TEXT PASSAGE Block Start
SAS pilots approve new collective agreement

93 percent of Danish SAS pilots have approved the agreement that ended strike action last month.

SAS pilots approve new collective agreement

93 percent of the Danish SAS pilots have voted yes to an agreement which ended strike action but also means, among other things, redeployments, longer working weeks and lower wages.

This was announced by Dansk Metal on Saturday morning. The pilots could have voted yes or no on the new collective agreement until midnight on Friday evening.

Pilots in Sweden and Norway have also approved the agreement.

Keld Bækkelund Hansen, head of negotiations at Dansk Metal, said “I am incredibly happy. It is a bit atypical to see that a collective agreement negotiation ends in agreements being made that reduce wages and conditions.”

“So of course it was exciting how our members viewed the new collective agreement. But they could also see that it was a necessity in relation to SAS’s situation,” he added.

The agreement comes after months of tug-of-war that finally saw SAS and the striking pilots reach a collective agreement on 19 July. It helped end a two-week strike.

Part of the background to the conflict between SAS and the pilots was that, during the COVID-19 pandemic, SAS dismissed around half of its pilots.

With the new collective agreement, however, all 450 dismissed pilots will be offered re-employment in the future.
TEXT PASSAGE Block End
INFORMATION SUPPLIED Block Start
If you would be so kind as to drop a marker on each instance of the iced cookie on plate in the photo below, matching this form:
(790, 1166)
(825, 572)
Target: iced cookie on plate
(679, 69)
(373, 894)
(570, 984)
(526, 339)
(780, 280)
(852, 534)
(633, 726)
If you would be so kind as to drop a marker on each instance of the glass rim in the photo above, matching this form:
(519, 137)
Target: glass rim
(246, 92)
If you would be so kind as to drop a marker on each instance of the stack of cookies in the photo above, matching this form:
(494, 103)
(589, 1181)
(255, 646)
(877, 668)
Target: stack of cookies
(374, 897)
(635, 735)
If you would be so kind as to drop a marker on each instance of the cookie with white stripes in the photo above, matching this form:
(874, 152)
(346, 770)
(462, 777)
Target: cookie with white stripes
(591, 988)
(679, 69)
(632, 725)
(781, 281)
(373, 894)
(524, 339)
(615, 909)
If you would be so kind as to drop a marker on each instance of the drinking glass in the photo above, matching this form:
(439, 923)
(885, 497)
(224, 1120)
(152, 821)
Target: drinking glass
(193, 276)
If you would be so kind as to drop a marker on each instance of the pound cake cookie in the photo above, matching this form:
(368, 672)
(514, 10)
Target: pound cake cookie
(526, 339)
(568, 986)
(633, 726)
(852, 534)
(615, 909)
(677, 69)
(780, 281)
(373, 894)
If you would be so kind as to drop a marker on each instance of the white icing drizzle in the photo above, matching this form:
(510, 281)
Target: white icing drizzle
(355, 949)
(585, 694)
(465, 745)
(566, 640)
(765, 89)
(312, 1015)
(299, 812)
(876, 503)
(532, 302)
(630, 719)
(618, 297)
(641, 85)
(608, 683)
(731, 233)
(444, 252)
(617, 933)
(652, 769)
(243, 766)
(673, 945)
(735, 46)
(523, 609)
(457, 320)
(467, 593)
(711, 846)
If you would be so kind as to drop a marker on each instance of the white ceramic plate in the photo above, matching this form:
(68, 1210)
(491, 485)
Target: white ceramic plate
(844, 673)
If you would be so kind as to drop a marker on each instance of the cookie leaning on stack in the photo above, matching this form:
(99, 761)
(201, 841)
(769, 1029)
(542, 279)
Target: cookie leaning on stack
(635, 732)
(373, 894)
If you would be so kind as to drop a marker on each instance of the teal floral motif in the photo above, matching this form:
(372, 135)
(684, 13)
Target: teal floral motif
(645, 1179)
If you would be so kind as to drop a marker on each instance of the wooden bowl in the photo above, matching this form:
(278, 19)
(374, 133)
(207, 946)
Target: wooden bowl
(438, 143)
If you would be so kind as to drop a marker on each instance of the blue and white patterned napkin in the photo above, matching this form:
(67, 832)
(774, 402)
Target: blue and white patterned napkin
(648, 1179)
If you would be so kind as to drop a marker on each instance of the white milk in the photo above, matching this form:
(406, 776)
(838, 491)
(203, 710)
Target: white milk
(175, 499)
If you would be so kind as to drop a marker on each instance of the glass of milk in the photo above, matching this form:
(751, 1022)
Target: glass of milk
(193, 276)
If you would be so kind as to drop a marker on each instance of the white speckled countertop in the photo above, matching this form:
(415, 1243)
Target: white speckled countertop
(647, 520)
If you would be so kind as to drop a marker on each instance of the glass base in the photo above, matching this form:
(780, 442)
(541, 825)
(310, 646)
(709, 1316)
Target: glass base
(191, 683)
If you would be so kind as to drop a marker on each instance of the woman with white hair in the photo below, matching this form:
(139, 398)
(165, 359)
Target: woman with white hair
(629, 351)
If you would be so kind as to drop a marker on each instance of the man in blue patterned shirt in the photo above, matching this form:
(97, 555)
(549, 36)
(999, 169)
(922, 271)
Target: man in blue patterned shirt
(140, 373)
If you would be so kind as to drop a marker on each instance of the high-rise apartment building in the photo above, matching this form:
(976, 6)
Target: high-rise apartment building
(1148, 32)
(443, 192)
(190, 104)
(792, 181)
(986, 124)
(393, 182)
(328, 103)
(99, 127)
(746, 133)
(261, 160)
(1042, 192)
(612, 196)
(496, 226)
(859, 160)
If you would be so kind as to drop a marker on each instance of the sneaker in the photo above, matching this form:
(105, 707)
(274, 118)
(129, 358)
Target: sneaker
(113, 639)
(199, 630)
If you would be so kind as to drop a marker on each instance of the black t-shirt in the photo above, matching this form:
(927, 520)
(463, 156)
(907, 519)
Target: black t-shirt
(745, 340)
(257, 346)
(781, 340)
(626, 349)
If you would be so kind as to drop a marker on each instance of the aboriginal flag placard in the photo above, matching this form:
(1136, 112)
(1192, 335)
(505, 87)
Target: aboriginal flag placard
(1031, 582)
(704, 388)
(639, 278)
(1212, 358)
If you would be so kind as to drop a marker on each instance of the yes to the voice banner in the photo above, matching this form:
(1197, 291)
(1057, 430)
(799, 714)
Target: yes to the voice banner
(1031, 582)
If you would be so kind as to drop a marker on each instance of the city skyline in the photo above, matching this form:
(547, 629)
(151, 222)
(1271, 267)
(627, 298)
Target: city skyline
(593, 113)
INFORMATION SUPPLIED Block End
Continue the article on the SAS pilots' new collective agreement, picking up after its final sentence.

EXERCISE OUTPUT —
At the same time, SAS pilots will see a 25 percent pay cut, and the limit for the workload is raised from 47 hours to 60 hours per week.

But even with strike action over and a collective agreement supported by pilots, the problems are far from over for SAS, which has suffered major financial losses during the conflict.

Currently, the airline plans to begin a reconstruction in the United States under bankruptcy protection in a so-called Chapter 11 process.

Bankruptcy protection will mean that SAS can continue to operate and pay wages while the process is ongoing.

SAS is seeking financing of up to $700 million- slightly more than DKK 5.1 billion.

SAS press manager Alexandra Lindgren Kaoukji said in a statement: “We are very happy and look forward to continuing our ongoing Chapter 11 process and our work to ensure a strong and sustainable airline for many years to come.The positive result of the vote will help SAS to attract long-term investors while we go through the Chapter 11 process and work further with the SAS Forward plan.”